> [TASK REQUIREMENTS] Omit the pictures from the entries below and retype everything else exactly.

(Image point annotation entries)
......

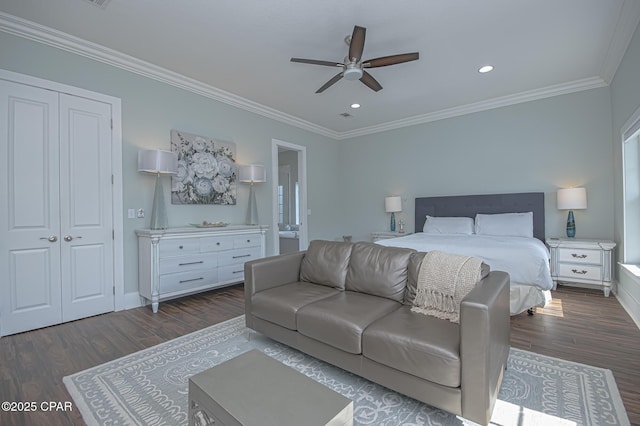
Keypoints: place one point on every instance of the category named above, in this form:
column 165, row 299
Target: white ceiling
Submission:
column 239, row 51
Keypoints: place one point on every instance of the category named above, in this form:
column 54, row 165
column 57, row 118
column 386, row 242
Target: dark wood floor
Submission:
column 581, row 326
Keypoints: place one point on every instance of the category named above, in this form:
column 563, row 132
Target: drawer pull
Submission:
column 193, row 279
column 190, row 263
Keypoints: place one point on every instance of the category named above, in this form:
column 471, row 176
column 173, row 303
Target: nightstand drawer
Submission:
column 579, row 271
column 579, row 255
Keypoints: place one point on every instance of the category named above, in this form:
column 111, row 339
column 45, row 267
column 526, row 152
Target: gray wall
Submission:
column 543, row 145
column 625, row 100
column 150, row 109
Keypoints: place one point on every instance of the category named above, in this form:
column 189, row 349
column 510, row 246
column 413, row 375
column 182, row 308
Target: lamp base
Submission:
column 159, row 213
column 252, row 208
column 571, row 225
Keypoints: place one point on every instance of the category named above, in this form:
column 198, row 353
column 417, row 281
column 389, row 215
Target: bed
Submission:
column 525, row 257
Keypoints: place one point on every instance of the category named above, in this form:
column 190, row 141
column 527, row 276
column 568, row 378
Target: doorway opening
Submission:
column 290, row 231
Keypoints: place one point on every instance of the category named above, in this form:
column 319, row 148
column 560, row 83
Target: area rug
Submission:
column 150, row 387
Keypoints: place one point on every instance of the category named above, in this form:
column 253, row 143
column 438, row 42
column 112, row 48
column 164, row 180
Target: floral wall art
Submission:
column 207, row 173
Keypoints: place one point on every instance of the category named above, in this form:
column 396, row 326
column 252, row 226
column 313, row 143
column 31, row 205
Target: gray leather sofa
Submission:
column 349, row 305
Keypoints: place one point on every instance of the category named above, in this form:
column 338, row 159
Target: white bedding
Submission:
column 526, row 260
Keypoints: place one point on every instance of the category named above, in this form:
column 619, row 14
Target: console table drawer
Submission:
column 170, row 265
column 216, row 243
column 234, row 257
column 231, row 272
column 248, row 241
column 577, row 255
column 179, row 246
column 583, row 272
column 180, row 261
column 186, row 280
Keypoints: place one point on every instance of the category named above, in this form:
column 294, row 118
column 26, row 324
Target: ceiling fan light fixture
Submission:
column 352, row 73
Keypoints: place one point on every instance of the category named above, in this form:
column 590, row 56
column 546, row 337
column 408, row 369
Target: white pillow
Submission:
column 448, row 225
column 505, row 224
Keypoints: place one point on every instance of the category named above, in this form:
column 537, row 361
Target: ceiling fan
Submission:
column 353, row 65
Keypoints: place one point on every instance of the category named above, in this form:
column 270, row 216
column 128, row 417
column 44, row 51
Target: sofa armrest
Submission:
column 269, row 272
column 485, row 331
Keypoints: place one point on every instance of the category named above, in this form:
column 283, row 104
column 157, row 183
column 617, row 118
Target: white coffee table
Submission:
column 254, row 389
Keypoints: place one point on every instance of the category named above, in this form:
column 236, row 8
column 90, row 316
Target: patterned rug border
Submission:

......

> [ANSWER]
Keypoints: place one point on every instance of the category named above, in this form:
column 165, row 299
Target: white ceiling
Submission:
column 239, row 51
Keypoints: place one point on every instance of the category named above, in this form:
column 54, row 165
column 57, row 118
column 386, row 242
Target: dark wood floor
Submission:
column 581, row 326
Keypoints: place one point on every instance of the category named above, in this form:
column 563, row 132
Target: drawer pull
Submission:
column 193, row 279
column 190, row 263
Keypoints: place one point on every instance of the category named above, in this form:
column 471, row 176
column 173, row 303
Target: nightstand drawer
Submission:
column 579, row 271
column 579, row 255
Keypoints: place one point on every instance of the category named above, in this form:
column 111, row 339
column 45, row 267
column 526, row 152
Target: gray wall
Submission:
column 543, row 145
column 625, row 100
column 150, row 109
Keypoints: place one point on every instance of the category named above, in this form:
column 189, row 349
column 510, row 246
column 413, row 375
column 182, row 308
Target: lamp base
Submission:
column 159, row 213
column 252, row 208
column 571, row 225
Keypoints: place one point on every instance of the category named above, in this form:
column 198, row 353
column 417, row 281
column 389, row 215
Target: bed
Submission:
column 525, row 257
Keypoints: place one point on every instance of the category named above, in this form:
column 190, row 141
column 527, row 276
column 568, row 378
Target: doorway opening
Submission:
column 290, row 231
Keypoints: place one point on every instance of the category named above, in this form:
column 319, row 148
column 560, row 83
Target: area rug
Submission:
column 150, row 387
Keypoints: place one point on every instance of the category named above, in this form:
column 253, row 143
column 438, row 42
column 112, row 48
column 164, row 180
Target: floral wall art
Submission:
column 207, row 173
Keypoints: place one point on every instance of the category named above, in this form:
column 396, row 326
column 252, row 226
column 313, row 143
column 31, row 205
Target: gray leather sofa
Submission:
column 349, row 305
Keypoints: place one point on every instance of the category named above, in this form:
column 338, row 159
Target: white bedding
Submission:
column 526, row 260
Keypoints: place one point on every instance of the category named above, in this form:
column 619, row 14
Target: console table drawer
Submission:
column 170, row 265
column 216, row 243
column 234, row 257
column 231, row 272
column 248, row 241
column 577, row 255
column 179, row 246
column 583, row 272
column 180, row 261
column 186, row 280
Keypoints: place one point on every instance of the category named above, in this form:
column 294, row 118
column 26, row 324
Target: ceiling fan light fixture
Submission:
column 352, row 73
Keypoints: place one point on every instance of the category named above, in this form:
column 590, row 56
column 546, row 337
column 408, row 369
Target: white pillow
Submission:
column 448, row 225
column 505, row 224
Keypoints: place one point on every instance of the category named above, in this form:
column 537, row 361
Target: ceiling fan
Submission:
column 353, row 65
Keypoints: place one point on every instance of the category named above, in this form:
column 270, row 216
column 128, row 417
column 44, row 51
Target: sofa armrest
Submission:
column 269, row 272
column 485, row 331
Keypoints: place one point on every instance of the category named above, in this form:
column 283, row 104
column 157, row 183
column 617, row 118
Target: white coffee table
Submission:
column 254, row 389
Keypoints: place one point on every instance of the category named above, in this form:
column 236, row 8
column 90, row 316
Target: patterned rug border
Submission:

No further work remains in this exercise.